§ **What this task involves**
Copy the entire listing below verbatim, line for line.
>> START Data for processing
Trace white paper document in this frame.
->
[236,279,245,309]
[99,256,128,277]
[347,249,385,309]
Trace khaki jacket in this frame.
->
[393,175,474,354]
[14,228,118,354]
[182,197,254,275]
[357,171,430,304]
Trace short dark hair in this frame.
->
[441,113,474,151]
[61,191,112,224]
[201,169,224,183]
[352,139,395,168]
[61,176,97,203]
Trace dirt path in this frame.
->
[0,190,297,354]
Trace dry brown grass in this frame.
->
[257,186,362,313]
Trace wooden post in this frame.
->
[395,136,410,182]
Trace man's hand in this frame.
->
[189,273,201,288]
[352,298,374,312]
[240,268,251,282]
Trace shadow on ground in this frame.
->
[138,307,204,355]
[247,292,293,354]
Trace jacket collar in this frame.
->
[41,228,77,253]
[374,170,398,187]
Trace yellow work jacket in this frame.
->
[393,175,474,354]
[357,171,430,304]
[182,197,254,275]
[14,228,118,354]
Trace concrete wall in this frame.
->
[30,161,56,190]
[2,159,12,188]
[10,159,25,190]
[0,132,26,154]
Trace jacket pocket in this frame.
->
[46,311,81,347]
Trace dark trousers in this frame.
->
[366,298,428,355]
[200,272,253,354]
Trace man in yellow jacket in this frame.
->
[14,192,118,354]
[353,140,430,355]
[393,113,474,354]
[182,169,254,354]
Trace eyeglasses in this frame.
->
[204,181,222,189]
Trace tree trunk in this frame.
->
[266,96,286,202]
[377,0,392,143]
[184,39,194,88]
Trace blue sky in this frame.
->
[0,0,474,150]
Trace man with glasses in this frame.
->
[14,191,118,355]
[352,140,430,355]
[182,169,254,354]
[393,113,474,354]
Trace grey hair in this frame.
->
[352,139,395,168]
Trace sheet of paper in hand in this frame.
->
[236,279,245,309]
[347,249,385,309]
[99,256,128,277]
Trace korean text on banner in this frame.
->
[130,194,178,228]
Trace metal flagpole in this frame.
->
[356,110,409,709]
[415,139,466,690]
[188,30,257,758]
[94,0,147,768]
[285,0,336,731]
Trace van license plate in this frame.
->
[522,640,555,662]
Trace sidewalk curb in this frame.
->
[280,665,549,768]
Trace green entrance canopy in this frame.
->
>> END Data for processing
§ **Result**
Trace white paper document in this frame.
->
[236,279,245,309]
[99,256,128,277]
[347,249,385,309]
Trace khaki jacket in this frame.
->
[393,175,474,354]
[14,228,118,354]
[182,197,254,275]
[357,171,430,304]
Trace short dark hair in this frame.
->
[441,113,474,151]
[61,191,112,224]
[201,169,224,183]
[352,139,395,168]
[61,176,97,203]
Trace dirt path in this frame.
->
[0,190,297,354]
Trace dry brown grass in this frame.
->
[257,186,362,313]
Trace wooden post in this frame.
->
[395,136,410,182]
Trace man's hand in this frame.
->
[189,273,201,288]
[352,298,374,312]
[240,268,251,282]
Trace shadow on ground in this frame.
->
[138,307,204,355]
[247,292,293,354]
Trace jacket collar in this frame.
->
[41,228,77,253]
[374,170,398,187]
Trace yellow work jacket in this frame.
->
[393,175,474,354]
[357,171,430,304]
[182,197,254,275]
[14,228,118,354]
Trace concrete wall in this frame.
->
[30,161,56,190]
[2,159,12,188]
[10,159,25,190]
[0,132,26,154]
Trace jacket pocket in this frame.
->
[46,311,81,347]
Trace dark trousers in this frame.
->
[366,298,428,355]
[200,272,253,354]
Trace man in yellow jacket in this frame.
->
[14,192,118,354]
[353,140,430,355]
[393,113,474,354]
[182,169,254,354]
Trace eyeglasses in this frame.
->
[204,181,222,189]
Trace tree trunk in this frame.
->
[266,96,286,202]
[377,0,392,143]
[184,39,194,88]
Trace blue sky in this frame.
->
[0,0,474,150]
Trace man with glasses in this frame.
->
[14,191,118,355]
[352,140,430,355]
[182,169,254,354]
[393,113,474,354]
Trace grey hair in this frame.
->
[352,139,395,168]
Trace sheet of paper in hand in this frame.
->
[236,279,245,309]
[347,249,385,309]
[99,256,128,277]
Trace korean text on banner in this frame.
->
[130,194,178,228]
Trace metal flagpole in this frame.
->
[356,110,409,709]
[415,139,466,690]
[188,30,257,758]
[94,0,147,768]
[285,0,336,731]
Trace van license plate in this frame.
->
[522,640,555,662]
Trace sidewalk curb in this frame.
->
[280,665,549,768]
Trace green entrance canopy in this frame.
->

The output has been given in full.